Task: Starting at the line with "the woman's hand" in it, reproduce each line below through the last one, exactly, and include nothing else.

Records excerpted from a collection:
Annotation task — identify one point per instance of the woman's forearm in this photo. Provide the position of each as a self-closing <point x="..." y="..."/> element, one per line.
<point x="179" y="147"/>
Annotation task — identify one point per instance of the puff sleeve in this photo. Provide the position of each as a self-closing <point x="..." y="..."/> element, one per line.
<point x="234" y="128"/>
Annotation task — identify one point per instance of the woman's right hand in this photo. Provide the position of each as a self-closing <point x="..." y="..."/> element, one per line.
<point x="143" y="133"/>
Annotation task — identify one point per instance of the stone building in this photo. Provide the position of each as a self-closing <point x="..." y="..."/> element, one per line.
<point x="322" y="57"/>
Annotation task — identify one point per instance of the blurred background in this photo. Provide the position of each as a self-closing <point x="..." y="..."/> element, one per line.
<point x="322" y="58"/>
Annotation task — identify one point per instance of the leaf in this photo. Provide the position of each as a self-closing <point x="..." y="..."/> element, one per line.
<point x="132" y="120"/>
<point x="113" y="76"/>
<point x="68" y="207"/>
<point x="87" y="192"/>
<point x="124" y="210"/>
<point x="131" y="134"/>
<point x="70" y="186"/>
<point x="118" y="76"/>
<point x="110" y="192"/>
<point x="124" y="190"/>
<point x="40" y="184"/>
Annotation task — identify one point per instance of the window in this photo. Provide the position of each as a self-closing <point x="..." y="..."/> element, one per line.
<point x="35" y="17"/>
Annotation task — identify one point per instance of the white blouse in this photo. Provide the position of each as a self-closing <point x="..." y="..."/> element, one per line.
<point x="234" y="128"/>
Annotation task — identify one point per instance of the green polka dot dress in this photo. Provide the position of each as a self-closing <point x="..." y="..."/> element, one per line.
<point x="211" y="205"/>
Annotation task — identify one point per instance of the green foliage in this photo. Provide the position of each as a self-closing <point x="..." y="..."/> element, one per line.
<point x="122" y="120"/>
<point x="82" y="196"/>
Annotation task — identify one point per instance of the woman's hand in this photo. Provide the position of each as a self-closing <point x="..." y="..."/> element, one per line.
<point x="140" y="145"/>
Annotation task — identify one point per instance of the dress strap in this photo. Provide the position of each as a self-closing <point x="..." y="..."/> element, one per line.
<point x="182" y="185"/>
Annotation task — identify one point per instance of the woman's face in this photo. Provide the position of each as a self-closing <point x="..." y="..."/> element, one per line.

Answer space:
Annotation task — identify one point per instance of the woman's hand in this photo. Provide the position of each as a self-closing <point x="..." y="..."/> element, one per line.
<point x="140" y="145"/>
Annotation task — identify one point per instance of the dress strap in this photo. Provide the position of each as a self-closing <point x="..." y="..."/> element, one per line.
<point x="182" y="185"/>
Annotation task — identify one point per instance of the woman's face in this photo. Provide the position of each as a self-closing <point x="..." y="..."/> element, one per line.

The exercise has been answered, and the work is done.